Feelings and emotions..  Ahm, ok.  A flash mob. Mahomes running left, throwing right, touchdown. A dog's tail, a kitty's purr. Little kid's excitement. Days off. Days on (color me a simpleton, I likes my job, which, is contrary to my buddy I worked with at United Airlines (Fernando, good dude).. he was Argentinaian, a baby accent... his famous line was "It not my yob man, it not my yob." Or Deek, our (just shoot me) grumpy ground mechanic.  He's the one, come time to get off, would take a magic marker, go to the calendar and SWIPE VERY ANGRILY a huge X thru the day, like, "Ha, I'm glad that bastard is over." If I was a turtle, I'd try to sneak outta that shell.

Thoughts and ponderings, yeah yeah, that. Done/do that.

Dreams without pressure. Eh, scroll to sleep "How should I know?"

Goals through the year.  Ahm, I ain't played basketball in over ten years.

Quirky and strange family. I admit to being 'Mr TMI' but I ain't going there.

Current events and news stories.  Patooey

Travel and adventure stories. I get that/those, via ossy-mosis from friend's trips on Facebook.  Pompei, Venice, Paris, Destin FL, DC, Cancun, yada.  Last week I did drive to Nelle Belles in Claycomo to eat breakfast. One can smoke there.  Adventurous eh?

The stories of people you've met.. Let's take the golf course say.  There's a guy, old like me, and he kinda repeats things. "Say, did I ever tell you about my 5 hole in ones?"  Yessir, 23 times you have.. "Well, the first one was............."  ok..   And... then, I thankfully have seen, witnessed, MANY put cancer in the rear view mirror. YAY!  There is good. It DOES happen. A lot.

Reviews of books,movies or TV shows....... Zzzzzzzzzzzzzzzzzzzzzzzzzzzzzzzzzzzzzzzzzzzz....

How-to guides or tutorials on specific skills or hobbies. For years, I've worn out Youtube time after time trying to understand those Brits that give golf tips.  Then, I go shoot a hunnerd. (If you don't play golf, that ain't good.)  Rinse, repeat, shoot a hunnerd, rinse, repeat, shoot a hunnerd.  So, screw how-to, now on Youtube I go to Ray Charles, the Rolling Stones, Tracy Chapman ("Gimme One Reason To Stay Here" looking at chip chip cheerio golf tips when I always, ALWAYS suck at golf?)

Reflections on life, love or happiness...  Ahm, this is a blog, notta novel. Next life mebbe.

Things to write poems about... like, the rhythm of moving water maybe... 
I sat on the ridge.
There was water under the bridge.
I know this is so, cause you could see it flow.
A bird swooped down, a meal was his (or her) wish.

**Work instructions**:
1. Rewrite the stretch of the blog post from "Quirky and strange" through "there.  Adventurous eh?", changing "Facebook" to "Instagram".
2. Please carry on the blog post from the point where it stops.

**Data shown**:
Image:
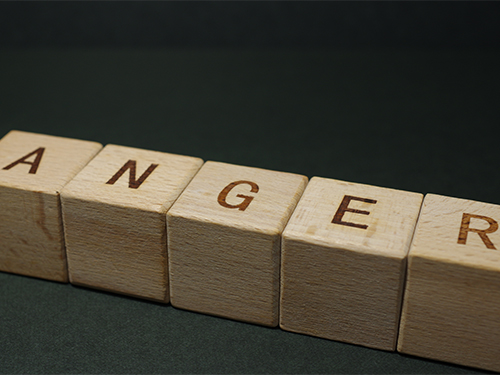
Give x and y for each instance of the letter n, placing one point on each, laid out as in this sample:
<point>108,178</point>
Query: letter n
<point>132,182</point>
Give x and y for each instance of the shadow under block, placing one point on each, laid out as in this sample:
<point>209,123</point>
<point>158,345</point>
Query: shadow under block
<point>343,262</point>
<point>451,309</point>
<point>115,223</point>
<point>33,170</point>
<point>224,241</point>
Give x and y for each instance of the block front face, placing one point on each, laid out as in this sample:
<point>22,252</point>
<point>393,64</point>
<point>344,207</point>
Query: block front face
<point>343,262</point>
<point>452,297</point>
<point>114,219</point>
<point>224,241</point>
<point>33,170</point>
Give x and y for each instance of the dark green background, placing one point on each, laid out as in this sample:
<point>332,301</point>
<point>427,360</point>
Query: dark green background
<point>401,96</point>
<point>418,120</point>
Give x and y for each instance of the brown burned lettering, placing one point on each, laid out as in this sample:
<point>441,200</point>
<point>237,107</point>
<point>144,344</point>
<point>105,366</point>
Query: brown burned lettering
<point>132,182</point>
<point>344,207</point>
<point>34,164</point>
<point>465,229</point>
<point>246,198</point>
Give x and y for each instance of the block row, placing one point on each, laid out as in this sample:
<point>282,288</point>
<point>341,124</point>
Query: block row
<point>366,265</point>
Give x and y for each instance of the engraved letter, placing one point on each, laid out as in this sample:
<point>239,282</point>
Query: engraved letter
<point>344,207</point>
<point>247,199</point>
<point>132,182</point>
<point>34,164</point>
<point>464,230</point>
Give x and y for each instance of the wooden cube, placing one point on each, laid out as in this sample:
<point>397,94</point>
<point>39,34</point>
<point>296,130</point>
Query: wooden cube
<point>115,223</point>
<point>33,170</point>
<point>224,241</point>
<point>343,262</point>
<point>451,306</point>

**Results of the exercise**:
1.
Quirky and strange family. I admit to being 'Mr TMI' but I ain't going there.

Current events and news stories.  Patooey

Travel and adventure stories. I get that/those, via ossy-mosis from friend's trips on Instagram.  Pompei, Venice, Paris, Destin FL, DC, Cancun, yada.  Last week I did drive to Nelle Belles in Claycomo to eat breakfast. One can smoke there.  Adventurous eh?

2.
He (she) ascended, and in his (her) mouth was a fish.
He wondered aloud, the four people who come here to read, asleep yet?
Cause this (the poem) is kinda a stupid idea, as in, all wet.

Things to write songs about, like, the sound of plants growing (if you could hear them.)
The fern growled stern, chick-a-boom, chick-a-boom, dontya jes' love it.
The succulents had flatulence, chick-a-boom, chick-a-boom, dontya jes' love it.
The ZZ Plant snored, I'm getting bored, chick-a-boom, chick-a-boom, dontya jes' love it.
The orchid flipped its lid, grown to 13 feet four, twas'a hollerin "FEED ME SEYMOUR." chick-a-boom, chick-a-boom, dontya jes' love it. This is the stupidest idea I've ever had.

Tune in tomorrow, or don't, as I'll have an idea even stupider probably.

I know stupider to actually be a word.. 'cause one time, band camp.. my stepson's teacher laughed when relating a story to us during the 2nd grade teacher's conference:

"We were studying the planets, solar system.. I'd asked if anyone had anything to share about a planet or such.. Your son raised his hand so I called on him, he stood up and announced "Girls are from Jupiter, that's why they're stupider."

I've been in the write place, but it musta been the wrong time.

Salude'

Love, Victurd









Monday, October 23, 2023

reggenezrawhcs

Que-sera, sera... whatever will be, will be.. the future's not ours to see
Que-sera, sera... what will be, will be.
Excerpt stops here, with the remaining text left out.